What are quality measures in healthcare? | IBM
Creating quality measures in health care is the practice of using data to assess hospital and health systems performance based on various quality standards. Quality standards are benchmarks that help healthcare organizations measure resource utilization to support improvement and collaborative efforts with objective, fact-based information. There are many types of quality measures that evaluate care for everything from inpatient facilities to imaging facilities to outpatient clinics to entire hospital systems.
Quality measures can be established by a particular healthcare institution or they can can rely on measure specifications or accreditations developed by government agencies, private nonprofits as well as some for-profit companies. Once a healthcare organization sets its quality goals for patient care and other processes, it then develops strategies to meet or exceed those goals. Quality measures can include the organization’s ability to provide effective, safe, timely, patient-focused and equitable care.
While healthcare organizations may have quality measures specific to their institution, outcome measures are generally established by large third-party organizations, such the Centers for Medicare & Medicaid Services (CMS), the National Association for Healthcare Quality (NAHQ) or the National Quality Forum (NQF).
Healthcare institutions may decide to exceed mandated quality measures to not only benefit patients’ quality of care and healthcare delivery, but to help with an institution’s marketing and contracting efforts.

**Provided material**:
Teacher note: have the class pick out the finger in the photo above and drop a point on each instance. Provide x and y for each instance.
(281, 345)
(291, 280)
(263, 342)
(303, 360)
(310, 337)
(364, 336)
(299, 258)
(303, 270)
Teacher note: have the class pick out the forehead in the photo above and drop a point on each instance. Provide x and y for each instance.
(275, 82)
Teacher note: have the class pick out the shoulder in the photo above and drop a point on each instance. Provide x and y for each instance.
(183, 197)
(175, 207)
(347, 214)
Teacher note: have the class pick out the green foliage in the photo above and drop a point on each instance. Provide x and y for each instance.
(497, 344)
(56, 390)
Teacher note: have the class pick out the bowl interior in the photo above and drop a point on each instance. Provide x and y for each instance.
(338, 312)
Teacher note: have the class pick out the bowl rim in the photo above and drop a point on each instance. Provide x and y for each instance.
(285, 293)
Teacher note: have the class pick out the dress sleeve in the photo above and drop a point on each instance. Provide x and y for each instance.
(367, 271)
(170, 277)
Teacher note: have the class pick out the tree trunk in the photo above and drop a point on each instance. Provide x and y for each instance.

**Required action**: From the page on healthcare quality measures above, reproduce word for word the passage from "While healthcare organizations" to "Quality Forum (NQF).".

**Exercise solution**:
While healthcare organizations may have quality measures specific to their institution, outcome measures are generally established by large third-party organizations, such the Centers for Medicare & Medicaid Services (CMS), the National Association for Healthcare Quality (NAHQ) or the National Quality Forum (NQF).